===== Given data

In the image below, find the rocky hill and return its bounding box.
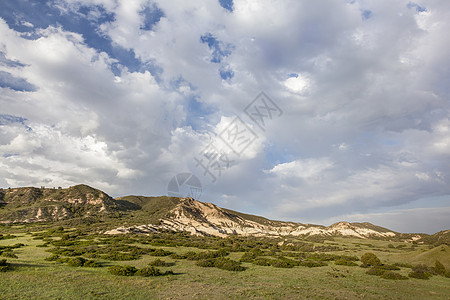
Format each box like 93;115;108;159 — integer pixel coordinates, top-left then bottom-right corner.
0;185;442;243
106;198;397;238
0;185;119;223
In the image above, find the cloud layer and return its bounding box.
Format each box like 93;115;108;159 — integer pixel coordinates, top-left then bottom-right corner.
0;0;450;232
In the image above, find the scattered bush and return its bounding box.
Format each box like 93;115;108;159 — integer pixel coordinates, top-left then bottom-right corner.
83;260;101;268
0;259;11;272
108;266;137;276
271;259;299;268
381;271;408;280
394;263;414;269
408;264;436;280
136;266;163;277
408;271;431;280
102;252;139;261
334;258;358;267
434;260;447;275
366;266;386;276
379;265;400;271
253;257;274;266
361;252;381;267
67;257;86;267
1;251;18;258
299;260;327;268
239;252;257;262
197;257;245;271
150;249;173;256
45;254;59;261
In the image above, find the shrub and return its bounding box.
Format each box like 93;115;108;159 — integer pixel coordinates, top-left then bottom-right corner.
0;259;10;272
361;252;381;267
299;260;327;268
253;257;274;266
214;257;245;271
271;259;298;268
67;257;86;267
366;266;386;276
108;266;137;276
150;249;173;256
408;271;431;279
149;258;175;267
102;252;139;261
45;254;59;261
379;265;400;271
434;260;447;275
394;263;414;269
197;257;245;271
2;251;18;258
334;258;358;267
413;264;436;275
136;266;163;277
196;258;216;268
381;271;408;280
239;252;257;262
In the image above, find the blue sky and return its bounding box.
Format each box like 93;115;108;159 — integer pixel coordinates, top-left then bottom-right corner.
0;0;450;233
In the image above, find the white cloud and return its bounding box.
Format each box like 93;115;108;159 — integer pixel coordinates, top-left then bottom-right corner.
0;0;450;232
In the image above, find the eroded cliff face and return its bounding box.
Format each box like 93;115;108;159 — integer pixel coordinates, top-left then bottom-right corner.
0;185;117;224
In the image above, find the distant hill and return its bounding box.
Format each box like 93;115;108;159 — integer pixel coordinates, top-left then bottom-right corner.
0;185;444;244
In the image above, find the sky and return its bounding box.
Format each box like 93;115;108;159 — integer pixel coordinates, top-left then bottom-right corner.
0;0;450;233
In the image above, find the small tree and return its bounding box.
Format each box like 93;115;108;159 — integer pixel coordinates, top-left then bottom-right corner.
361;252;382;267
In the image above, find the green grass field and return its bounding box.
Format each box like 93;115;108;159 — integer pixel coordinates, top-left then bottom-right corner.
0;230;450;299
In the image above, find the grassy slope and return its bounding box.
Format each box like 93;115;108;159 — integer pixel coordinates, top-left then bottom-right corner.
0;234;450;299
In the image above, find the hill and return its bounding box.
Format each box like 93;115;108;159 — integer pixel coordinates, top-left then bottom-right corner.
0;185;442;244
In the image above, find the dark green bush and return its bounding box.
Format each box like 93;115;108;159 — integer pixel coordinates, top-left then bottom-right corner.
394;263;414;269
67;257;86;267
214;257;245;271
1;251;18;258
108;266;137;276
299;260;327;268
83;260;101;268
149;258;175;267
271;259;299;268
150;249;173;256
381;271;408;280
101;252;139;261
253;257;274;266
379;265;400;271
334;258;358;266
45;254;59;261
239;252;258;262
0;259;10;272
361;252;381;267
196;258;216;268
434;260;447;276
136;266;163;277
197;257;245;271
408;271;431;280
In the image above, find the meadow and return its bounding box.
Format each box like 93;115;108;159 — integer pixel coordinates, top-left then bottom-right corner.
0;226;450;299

==========
===== Given data

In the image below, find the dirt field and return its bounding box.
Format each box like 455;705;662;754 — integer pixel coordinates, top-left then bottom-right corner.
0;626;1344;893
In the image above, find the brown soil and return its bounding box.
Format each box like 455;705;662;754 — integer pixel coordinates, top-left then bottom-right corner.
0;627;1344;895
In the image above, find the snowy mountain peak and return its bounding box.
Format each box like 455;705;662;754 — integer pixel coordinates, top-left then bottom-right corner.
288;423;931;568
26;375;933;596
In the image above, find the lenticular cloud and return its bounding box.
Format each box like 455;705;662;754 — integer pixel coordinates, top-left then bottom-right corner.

==========
===== Given data

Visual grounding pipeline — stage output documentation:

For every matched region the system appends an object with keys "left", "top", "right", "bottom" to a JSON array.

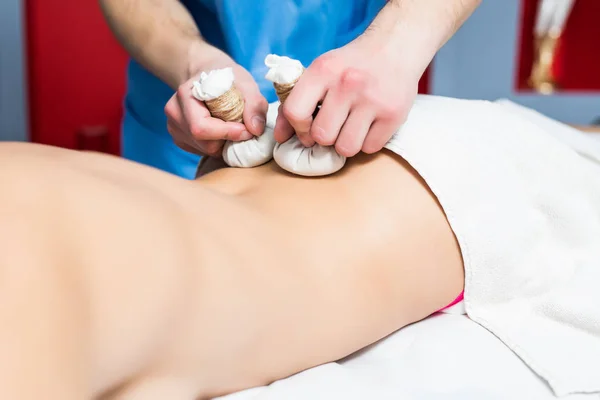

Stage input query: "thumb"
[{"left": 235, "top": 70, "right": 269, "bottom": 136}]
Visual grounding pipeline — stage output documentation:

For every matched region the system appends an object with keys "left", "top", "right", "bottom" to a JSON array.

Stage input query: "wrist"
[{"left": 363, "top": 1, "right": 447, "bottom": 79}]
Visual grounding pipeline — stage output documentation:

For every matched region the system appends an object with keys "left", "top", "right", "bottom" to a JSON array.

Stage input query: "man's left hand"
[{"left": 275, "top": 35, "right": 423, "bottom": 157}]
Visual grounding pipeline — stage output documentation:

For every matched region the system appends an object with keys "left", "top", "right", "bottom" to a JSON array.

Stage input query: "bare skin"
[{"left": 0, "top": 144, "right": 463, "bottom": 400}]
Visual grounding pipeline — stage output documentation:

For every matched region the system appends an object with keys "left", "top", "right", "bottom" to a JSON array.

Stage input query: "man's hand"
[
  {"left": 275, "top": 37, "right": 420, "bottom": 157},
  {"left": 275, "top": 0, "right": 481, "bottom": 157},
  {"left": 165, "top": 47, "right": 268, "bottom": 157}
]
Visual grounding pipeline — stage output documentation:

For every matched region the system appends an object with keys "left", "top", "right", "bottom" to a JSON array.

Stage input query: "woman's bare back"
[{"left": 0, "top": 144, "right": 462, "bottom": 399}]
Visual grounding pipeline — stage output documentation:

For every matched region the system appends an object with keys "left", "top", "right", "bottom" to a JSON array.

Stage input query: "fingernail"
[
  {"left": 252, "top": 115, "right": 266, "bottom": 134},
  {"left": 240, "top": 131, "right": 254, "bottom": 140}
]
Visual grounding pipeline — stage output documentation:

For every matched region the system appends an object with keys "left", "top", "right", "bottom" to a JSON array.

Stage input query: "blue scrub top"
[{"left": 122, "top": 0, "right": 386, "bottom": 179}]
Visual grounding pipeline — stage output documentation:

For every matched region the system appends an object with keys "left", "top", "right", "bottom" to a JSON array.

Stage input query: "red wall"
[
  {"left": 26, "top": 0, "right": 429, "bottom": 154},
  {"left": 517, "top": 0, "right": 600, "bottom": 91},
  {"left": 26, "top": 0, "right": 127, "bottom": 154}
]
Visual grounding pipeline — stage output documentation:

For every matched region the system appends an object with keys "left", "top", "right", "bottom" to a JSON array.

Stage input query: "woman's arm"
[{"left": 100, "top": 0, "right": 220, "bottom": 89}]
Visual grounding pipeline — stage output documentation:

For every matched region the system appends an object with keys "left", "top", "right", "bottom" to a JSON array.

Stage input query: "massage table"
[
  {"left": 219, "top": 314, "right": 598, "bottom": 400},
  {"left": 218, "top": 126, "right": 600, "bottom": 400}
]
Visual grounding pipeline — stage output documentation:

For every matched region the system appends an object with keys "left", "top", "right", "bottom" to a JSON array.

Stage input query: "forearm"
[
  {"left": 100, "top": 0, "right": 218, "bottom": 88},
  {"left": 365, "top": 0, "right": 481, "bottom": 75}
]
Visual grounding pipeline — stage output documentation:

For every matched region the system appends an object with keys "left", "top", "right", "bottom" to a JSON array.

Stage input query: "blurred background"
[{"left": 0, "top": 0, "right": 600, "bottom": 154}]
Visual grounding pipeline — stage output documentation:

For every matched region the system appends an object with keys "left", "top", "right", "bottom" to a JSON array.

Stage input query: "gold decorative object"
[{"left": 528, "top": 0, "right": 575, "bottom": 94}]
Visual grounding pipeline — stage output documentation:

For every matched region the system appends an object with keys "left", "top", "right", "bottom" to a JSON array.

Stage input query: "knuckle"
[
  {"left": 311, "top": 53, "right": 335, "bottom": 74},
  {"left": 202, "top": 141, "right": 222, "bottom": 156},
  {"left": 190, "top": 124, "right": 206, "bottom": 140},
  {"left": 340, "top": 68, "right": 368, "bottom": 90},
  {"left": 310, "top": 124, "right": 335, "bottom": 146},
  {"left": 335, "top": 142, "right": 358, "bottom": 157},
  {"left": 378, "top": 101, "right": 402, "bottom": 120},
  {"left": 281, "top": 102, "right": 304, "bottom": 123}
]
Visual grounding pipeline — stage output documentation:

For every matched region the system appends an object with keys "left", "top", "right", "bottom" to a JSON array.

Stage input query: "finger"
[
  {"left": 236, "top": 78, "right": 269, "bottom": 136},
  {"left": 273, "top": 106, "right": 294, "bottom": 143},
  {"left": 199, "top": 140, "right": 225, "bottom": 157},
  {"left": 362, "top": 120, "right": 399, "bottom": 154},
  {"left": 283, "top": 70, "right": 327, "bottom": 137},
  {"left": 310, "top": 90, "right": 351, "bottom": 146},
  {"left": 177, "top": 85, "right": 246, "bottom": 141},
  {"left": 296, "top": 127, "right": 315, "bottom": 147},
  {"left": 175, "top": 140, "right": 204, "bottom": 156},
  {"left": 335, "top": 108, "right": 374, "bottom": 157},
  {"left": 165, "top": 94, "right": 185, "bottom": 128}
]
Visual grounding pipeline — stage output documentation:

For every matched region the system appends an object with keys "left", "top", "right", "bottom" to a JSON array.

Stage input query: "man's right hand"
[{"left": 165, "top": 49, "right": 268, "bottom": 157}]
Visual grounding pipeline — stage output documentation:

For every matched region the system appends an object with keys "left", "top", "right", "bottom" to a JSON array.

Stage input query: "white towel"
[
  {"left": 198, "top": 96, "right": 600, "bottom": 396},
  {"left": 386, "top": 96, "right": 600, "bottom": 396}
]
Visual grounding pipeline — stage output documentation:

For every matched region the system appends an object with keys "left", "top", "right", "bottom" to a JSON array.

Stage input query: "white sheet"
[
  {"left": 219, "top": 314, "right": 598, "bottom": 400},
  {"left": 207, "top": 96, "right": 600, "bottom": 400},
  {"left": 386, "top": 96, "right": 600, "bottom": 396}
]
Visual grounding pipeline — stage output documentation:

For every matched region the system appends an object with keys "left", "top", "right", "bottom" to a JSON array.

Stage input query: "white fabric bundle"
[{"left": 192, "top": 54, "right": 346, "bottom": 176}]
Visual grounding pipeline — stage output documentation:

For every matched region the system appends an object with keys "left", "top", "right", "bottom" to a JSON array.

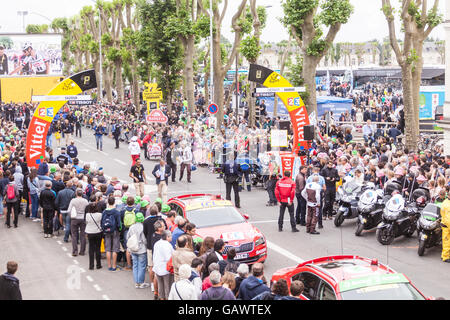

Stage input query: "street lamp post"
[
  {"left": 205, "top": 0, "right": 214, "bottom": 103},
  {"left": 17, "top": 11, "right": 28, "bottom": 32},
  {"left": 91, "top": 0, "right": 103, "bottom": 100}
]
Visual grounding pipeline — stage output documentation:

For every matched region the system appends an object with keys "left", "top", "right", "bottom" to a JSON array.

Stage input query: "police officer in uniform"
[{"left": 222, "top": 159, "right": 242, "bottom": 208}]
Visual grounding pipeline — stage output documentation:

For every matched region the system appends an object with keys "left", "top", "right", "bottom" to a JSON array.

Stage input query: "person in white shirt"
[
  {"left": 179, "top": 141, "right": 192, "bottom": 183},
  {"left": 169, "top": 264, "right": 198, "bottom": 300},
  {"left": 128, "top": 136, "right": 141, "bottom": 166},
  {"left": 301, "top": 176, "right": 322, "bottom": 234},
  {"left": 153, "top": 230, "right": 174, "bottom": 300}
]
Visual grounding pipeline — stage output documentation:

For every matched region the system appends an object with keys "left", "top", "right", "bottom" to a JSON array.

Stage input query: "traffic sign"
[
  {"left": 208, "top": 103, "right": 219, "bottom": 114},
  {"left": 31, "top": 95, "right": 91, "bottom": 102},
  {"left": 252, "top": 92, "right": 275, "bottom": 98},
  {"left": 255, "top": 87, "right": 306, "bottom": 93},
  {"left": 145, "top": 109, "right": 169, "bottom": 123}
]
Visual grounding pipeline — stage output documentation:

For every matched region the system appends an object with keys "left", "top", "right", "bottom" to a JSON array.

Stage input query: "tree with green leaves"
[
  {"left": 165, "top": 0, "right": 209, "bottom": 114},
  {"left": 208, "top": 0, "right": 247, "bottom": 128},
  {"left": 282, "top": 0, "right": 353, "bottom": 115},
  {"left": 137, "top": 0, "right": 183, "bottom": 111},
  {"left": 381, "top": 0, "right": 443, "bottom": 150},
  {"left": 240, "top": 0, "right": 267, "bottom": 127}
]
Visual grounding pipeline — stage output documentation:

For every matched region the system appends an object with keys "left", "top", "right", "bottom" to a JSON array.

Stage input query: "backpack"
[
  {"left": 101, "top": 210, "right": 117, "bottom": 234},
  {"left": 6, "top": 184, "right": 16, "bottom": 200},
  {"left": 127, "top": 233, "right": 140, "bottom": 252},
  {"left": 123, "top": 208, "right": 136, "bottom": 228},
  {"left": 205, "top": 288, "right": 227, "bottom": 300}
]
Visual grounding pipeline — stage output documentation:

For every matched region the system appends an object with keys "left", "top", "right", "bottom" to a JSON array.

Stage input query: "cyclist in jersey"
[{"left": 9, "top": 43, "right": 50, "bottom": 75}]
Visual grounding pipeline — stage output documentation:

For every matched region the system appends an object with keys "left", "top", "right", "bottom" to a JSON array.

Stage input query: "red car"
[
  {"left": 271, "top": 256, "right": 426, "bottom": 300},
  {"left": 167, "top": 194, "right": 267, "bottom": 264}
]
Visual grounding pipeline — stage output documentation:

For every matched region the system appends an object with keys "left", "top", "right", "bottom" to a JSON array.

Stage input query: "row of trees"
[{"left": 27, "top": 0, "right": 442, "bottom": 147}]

==========

Put the part of the listing that opens with the line containing "In the image above, find the small" and closes with the line containing "0;230;450;299" into a CSV with two columns, text and answer. Each row should pair one text with the answer that follows it, with both fields quoted and line breaks changed to spaces.

● **Solution**:
text,answer
"In the image above, find the small tree and return its bounding box. Format each box like 93;115;108;159 — integer pixel coordinates, top-left then bottom-right corner.","361;252;382;267"
"In the image above, find the green grass field and return its bounding box. Format each box like 93;115;108;159 — integer pixel coordinates, top-left then bottom-right corner.","0;230;450;299"